[Stated exercise A]:
Transcribe the part of the excerpt on increasing your income starting at "For example, you" and ending at "individuals and families.".
[Stated exercise B]:
In the excerpt on increasing your income, which two sites are named for posting used electronics, clothing, housewares and collectibles?

[Excerpt provided]:
_ _ _

Increase Your Income


Of course, any article about paying off debt with low income would be remiss without offering words of encouragement and aid in increasing that income.

 

Certainly, the more money you’re bringing in, the faster you can pay down that debt, and just because you’re low-income now, that doesn’t mean there aren’t ways available to you to improve that status.

 

For example, you can:

 

  • Work overtime - Take on more hours or work overtime at your current job.
  • Try to get a raise - Strategize getting yourself a raise and/or promotion.
  • Take on a part-time job - Babysit, drive for Lyft or Uber, shop for Instacart, start freelance writing or blogging, mow lawns, shovel snow.
  • Sell some personal belongings - Hold a garage sale, take your used books and other media to used dealers, post used electronics, clothing, housewares and collectibles on eBay or Mercari, place a For Sale ad on Craigslist or social media.
  • Rent part of your home - Rent to travelers through AirBnb or similar service. Rent long-term to students or other low-income individuals and families.

 

Budget in Treats


Most importantly while striving to pay off your debt with low income, remember that you don’t have to suffer in the interim.

_ _ _

[Records supplied]:
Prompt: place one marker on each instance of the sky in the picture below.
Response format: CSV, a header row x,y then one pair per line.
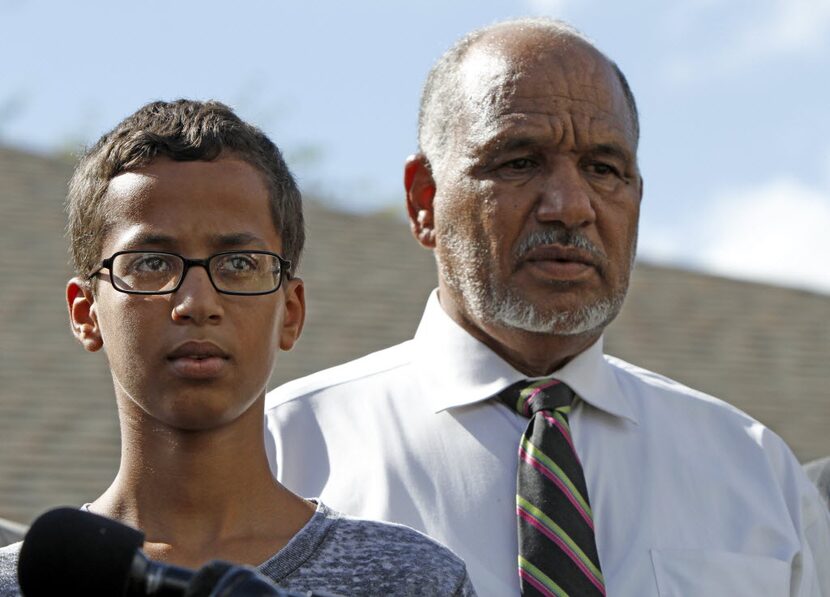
x,y
733,97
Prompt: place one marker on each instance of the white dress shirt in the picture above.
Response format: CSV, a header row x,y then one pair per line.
x,y
690,496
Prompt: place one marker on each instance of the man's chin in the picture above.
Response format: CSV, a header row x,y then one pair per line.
x,y
521,315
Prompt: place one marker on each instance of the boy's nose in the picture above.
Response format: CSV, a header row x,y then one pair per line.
x,y
197,300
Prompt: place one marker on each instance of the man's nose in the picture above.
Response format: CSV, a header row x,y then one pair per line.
x,y
566,197
196,300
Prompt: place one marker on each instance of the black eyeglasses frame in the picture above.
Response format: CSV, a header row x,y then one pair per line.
x,y
285,271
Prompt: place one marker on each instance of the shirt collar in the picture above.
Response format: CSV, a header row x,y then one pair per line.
x,y
466,371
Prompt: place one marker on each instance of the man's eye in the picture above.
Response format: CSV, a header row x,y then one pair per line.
x,y
603,169
519,164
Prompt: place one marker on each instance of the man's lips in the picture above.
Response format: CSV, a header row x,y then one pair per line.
x,y
198,360
560,261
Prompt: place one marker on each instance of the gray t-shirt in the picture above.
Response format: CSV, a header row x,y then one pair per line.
x,y
341,555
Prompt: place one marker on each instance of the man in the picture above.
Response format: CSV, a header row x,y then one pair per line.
x,y
527,190
819,473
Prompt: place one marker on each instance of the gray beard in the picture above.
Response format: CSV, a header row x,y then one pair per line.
x,y
488,301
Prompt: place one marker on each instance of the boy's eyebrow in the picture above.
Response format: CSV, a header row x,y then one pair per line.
x,y
148,238
237,239
219,241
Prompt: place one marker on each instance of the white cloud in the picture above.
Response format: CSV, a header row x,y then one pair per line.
x,y
773,28
777,233
792,26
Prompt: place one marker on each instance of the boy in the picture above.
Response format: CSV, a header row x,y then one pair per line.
x,y
185,228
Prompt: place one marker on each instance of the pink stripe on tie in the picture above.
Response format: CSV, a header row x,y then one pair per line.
x,y
563,546
552,420
535,583
558,482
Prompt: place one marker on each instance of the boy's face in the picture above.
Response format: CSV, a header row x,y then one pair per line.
x,y
193,359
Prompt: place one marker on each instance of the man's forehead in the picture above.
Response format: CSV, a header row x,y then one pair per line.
x,y
503,82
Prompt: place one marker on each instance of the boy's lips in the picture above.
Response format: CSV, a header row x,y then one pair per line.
x,y
198,360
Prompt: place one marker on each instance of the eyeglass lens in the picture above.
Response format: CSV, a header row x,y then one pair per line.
x,y
161,272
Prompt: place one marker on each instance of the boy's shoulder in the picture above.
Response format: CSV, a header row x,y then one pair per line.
x,y
354,556
8,570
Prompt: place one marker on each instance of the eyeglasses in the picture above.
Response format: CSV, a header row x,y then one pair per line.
x,y
231,272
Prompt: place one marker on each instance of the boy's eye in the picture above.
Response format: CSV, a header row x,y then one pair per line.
x,y
151,264
237,263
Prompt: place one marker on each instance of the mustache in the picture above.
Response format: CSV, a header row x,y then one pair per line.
x,y
560,236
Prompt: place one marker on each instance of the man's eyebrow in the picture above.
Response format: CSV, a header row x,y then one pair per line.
x,y
611,149
507,143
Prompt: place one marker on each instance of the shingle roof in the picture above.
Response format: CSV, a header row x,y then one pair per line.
x,y
764,348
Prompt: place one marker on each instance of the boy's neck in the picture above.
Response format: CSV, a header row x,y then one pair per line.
x,y
200,495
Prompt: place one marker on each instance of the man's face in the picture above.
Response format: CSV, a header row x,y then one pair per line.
x,y
193,359
537,199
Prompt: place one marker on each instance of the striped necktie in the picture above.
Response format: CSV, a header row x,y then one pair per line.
x,y
557,549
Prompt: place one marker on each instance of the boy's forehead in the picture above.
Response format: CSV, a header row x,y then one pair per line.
x,y
189,200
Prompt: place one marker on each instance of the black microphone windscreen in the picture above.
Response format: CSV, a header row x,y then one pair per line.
x,y
69,551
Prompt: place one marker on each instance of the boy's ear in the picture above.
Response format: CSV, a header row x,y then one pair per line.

_ _ _

[Full output A]:
For example, you can:

 

  • Work overtime - Take on more hours or work overtime at your current job.
  • Try to get a raise - Strategize getting yourself a raise and/or promotion.
  • Take on a part-time job - Babysit, drive for Lyft or Uber, shop for Instacart, start freelance writing or blogging, mow lawns, shovel snow.
  • Sell some personal belongings - Hold a garage sale, take your used books and other media to used dealers, post used electronics, clothing, housewares and collectibles on eBay or Mercari, place a For Sale ad on Craigslist or social media.
  • Rent part of your home - Rent to travelers through AirBnb or similar service. Rent long-term to students or other low-income individuals and families.

[Full output B]:
eBay and Mercari.